[Segmentation mask data]
☆ ☆ ☆ ☆
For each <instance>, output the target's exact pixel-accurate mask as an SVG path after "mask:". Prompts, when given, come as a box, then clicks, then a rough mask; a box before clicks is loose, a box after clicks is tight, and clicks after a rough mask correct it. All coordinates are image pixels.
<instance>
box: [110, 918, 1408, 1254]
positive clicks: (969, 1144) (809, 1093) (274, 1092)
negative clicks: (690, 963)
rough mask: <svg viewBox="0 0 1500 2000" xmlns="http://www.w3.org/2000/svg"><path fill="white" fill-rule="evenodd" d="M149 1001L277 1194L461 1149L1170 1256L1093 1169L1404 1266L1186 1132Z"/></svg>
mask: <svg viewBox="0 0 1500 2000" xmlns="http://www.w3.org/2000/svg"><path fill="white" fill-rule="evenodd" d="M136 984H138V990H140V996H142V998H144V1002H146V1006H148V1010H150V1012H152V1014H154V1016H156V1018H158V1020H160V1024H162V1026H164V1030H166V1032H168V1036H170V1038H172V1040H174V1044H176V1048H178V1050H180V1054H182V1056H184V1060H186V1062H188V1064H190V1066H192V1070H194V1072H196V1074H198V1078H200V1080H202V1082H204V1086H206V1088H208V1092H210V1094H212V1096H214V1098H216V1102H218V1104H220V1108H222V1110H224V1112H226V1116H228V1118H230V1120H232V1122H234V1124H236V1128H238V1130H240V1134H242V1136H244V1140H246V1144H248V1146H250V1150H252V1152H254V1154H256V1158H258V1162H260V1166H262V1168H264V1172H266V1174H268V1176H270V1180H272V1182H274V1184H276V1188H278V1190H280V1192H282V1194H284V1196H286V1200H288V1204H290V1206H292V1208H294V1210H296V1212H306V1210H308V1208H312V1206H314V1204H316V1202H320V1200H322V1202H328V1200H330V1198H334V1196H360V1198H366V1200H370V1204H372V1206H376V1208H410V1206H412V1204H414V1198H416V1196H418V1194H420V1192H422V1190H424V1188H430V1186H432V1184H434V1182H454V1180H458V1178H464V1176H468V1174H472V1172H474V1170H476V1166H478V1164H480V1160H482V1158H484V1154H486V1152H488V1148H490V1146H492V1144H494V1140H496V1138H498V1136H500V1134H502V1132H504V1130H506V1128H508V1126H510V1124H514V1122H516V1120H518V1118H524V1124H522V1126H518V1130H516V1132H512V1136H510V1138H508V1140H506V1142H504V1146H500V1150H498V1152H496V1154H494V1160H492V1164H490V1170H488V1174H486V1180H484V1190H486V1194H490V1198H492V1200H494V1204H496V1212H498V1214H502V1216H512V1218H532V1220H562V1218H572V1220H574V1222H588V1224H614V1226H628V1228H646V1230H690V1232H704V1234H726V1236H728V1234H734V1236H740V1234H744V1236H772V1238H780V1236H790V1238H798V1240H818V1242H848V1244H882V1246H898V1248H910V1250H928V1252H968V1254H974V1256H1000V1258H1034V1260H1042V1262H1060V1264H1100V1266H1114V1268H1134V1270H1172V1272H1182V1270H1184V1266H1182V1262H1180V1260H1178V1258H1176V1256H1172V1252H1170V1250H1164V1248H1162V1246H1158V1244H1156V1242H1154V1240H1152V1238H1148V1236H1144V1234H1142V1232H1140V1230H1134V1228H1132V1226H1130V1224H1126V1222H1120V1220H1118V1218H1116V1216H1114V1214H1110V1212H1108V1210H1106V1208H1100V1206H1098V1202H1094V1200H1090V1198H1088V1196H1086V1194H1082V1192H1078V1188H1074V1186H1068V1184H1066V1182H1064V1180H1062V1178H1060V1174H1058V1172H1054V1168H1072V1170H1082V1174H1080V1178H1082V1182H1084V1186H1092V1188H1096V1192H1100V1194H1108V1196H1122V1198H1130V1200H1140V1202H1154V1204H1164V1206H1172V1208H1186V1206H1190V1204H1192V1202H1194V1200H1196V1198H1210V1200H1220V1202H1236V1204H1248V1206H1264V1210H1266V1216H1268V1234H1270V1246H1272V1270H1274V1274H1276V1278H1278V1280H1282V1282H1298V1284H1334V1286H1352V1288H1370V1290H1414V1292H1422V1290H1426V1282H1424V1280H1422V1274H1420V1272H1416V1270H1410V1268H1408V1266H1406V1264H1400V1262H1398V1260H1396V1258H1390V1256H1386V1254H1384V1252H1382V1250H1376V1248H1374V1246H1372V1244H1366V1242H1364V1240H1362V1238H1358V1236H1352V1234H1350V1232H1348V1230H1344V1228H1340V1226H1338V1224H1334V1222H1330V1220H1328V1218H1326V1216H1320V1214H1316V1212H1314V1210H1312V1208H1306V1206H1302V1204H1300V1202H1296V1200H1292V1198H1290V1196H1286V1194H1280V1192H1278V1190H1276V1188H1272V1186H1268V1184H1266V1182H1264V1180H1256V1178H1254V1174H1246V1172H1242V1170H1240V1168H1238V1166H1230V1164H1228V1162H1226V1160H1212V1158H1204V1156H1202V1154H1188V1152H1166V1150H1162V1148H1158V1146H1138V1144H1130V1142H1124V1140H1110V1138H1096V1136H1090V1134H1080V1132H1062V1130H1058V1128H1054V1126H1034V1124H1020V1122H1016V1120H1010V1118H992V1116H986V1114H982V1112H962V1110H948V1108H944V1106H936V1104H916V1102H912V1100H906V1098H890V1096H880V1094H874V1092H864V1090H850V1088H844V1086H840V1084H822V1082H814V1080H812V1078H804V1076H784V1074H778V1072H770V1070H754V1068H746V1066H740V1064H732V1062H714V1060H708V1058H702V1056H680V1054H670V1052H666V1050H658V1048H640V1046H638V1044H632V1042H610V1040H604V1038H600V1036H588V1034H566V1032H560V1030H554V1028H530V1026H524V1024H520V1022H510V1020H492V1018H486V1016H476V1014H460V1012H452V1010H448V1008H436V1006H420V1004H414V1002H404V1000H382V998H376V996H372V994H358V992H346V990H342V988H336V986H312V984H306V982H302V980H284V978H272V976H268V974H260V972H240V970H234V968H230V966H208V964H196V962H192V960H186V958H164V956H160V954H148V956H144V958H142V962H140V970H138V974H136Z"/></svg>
☆ ☆ ☆ ☆
» **Work to complete**: Copy every line of the material above verbatim, changing nothing.

» **Your response**:
For each <instance>, output the target's exact pixel-accurate mask as an SVG path after "mask:". Prompts, when given, come as a box, then clicks, then a rough mask; a box before clicks is loose, a box after clicks is tight, and clicks after a rough mask correct it. All coordinates are image pixels.
<instance>
box: [110, 918, 1408, 1254]
positive clicks: (969, 1144) (809, 1093) (274, 1092)
negative clicks: (690, 963)
rough mask: <svg viewBox="0 0 1500 2000" xmlns="http://www.w3.org/2000/svg"><path fill="white" fill-rule="evenodd" d="M149 1001L277 1194L461 1149L1170 1256L1093 1169L1404 1266L1186 1132Z"/></svg>
mask: <svg viewBox="0 0 1500 2000" xmlns="http://www.w3.org/2000/svg"><path fill="white" fill-rule="evenodd" d="M136 984H138V990H140V996H142V998H144V1002H146V1006H148V1010H150V1012H152V1014H154V1016H156V1018H158V1020H160V1024H162V1026H164V1030H166V1032H168V1036H170V1038H172V1040H174V1044H176V1048H178V1050H180V1054H182V1056H184V1060H186V1062H188V1064H190V1066H192V1070H194V1072H196V1074H198V1078H200V1080H202V1082H204V1086H206V1088H208V1092H210V1094H212V1096H214V1098H216V1102H218V1104H220V1108H222V1110H224V1112H226V1116H228V1118H230V1120H232V1122H234V1124H236V1128H238V1130H240V1134H242V1136H244V1140H246V1144H248V1146H250V1150H252V1152H254V1154H256V1158H258V1162H260V1166H262V1168H264V1172H266V1174H268V1176H270V1180H272V1182H274V1184H276V1188H278V1190H280V1192H282V1194H284V1196H286V1200H288V1204H290V1206H292V1208H294V1210H296V1212H306V1210H308V1208H312V1206H314V1204H316V1202H320V1200H322V1202H328V1200H330V1198H334V1196H360V1198H366V1200H370V1204H372V1206H376V1208H410V1206H412V1204H414V1198H416V1196H418V1194H420V1192H422V1190H424V1188H430V1186H432V1184H434V1182H454V1180H458V1178H464V1176H468V1174H472V1172H474V1170H476V1166H478V1164H480V1160H482V1158H484V1154H486V1152H488V1148H490V1146H492V1144H494V1140H496V1138H498V1136H500V1134H502V1132H504V1130H506V1128H508V1126H510V1124H514V1122H516V1120H518V1118H524V1124H522V1126H518V1130H516V1132H512V1136H510V1138H508V1140H506V1142H504V1146H500V1150H498V1152H496V1154H494V1160H492V1164H490V1170H488V1174H486V1180H484V1190H486V1194H490V1198H492V1200H494V1204H496V1212H498V1214H502V1216H512V1218H532V1220H562V1218H572V1220H574V1222H588V1224H614V1226H628V1228H646V1230H690V1232H704V1234H726V1236H728V1234H734V1236H740V1234H744V1236H772V1238H780V1236H790V1238H798V1240H818V1242H848V1244H882V1246H898V1248H910V1250H928V1252H968V1254H974V1256H1000V1258H1034V1260H1042V1262H1060V1264H1100V1266H1114V1268H1134V1270H1172V1272H1182V1270H1184V1266H1182V1262H1180V1260H1178V1258H1176V1256H1172V1252H1170V1250H1164V1248H1162V1246H1158V1244H1156V1242H1154V1240H1152V1238H1148V1236H1144V1234H1142V1232H1140V1230H1134V1228H1132V1226H1130V1224H1126V1222H1120V1220H1118V1218H1116V1216H1114V1214H1110V1212H1108V1210H1106V1208H1100V1206H1098V1202H1094V1200H1090V1198H1088V1196H1086V1194H1082V1192H1078V1188H1074V1186H1068V1184H1066V1182H1064V1180H1062V1178H1060V1174H1058V1172H1054V1168H1072V1170H1082V1174H1080V1178H1082V1182H1084V1186H1092V1188H1096V1192H1100V1194H1108V1196H1122V1198H1130V1200H1140V1202H1154V1204H1164V1206H1172V1208H1186V1206H1190V1204H1192V1202H1194V1200H1196V1198H1210V1200H1220V1202H1236V1204H1248V1206H1264V1210H1266V1216H1268V1234H1270V1246H1272V1270H1274V1274H1276V1278H1278V1280H1282V1282H1298V1284H1334V1286H1352V1288H1370V1290H1414V1292H1422V1290H1426V1282H1424V1280H1422V1274H1420V1272H1416V1270H1410V1268H1408V1266H1406V1264H1400V1262H1398V1260H1396V1258H1390V1256H1386V1254H1384V1252H1382V1250H1376V1248H1374V1246H1372V1244H1366V1242H1364V1240H1362V1238H1358V1236H1352V1234H1350V1232H1348V1230H1344V1228H1340V1226H1338V1224H1334V1222H1330V1220H1328V1218H1326V1216H1320V1214H1316V1212H1314V1210H1312V1208H1306V1206H1302V1204H1300V1202H1296V1200H1292V1198H1290V1196H1286V1194H1280V1192H1278V1190H1276V1188H1272V1186H1268V1184H1266V1182H1264V1180H1256V1178H1254V1174H1246V1172H1242V1170H1240V1168H1238V1166H1230V1164H1228V1162H1226V1160H1212V1158H1204V1156H1202V1154H1188V1152H1166V1150H1162V1148H1158V1146H1138V1144H1130V1142H1124V1140H1110V1138H1096V1136H1090V1134H1080V1132H1062V1130H1058V1128H1054V1126H1034V1124H1020V1122H1016V1120H1010V1118H992V1116H986V1114H982V1112H962V1110H948V1108H944V1106H936V1104H916V1102H912V1100H906V1098H890V1096H880V1094H874V1092H864V1090H850V1088H844V1086H840V1084H822V1082H814V1080H812V1078H804V1076H784V1074H778V1072H770V1070H754V1068H746V1066H740V1064H732V1062H714V1060H708V1058H702V1056H680V1054H670V1052H666V1050H658V1048H640V1046H638V1044H632V1042H610V1040H604V1038H600V1036H588V1034H566V1032H560V1030H554V1028H530V1026H524V1024H520V1022H510V1020H492V1018H486V1016H476V1014H460V1012H452V1010H448V1008H436V1006H420V1004H414V1002H404V1000H382V998H376V996H372V994H358V992H346V990H342V988H336V986H312V984H306V982H302V980H284V978H272V976H268V974H260V972H240V970H234V968H230V966H208V964H196V962H192V960H186V958H164V956H160V954H148V956H144V958H142V962H140V970H138V974H136Z"/></svg>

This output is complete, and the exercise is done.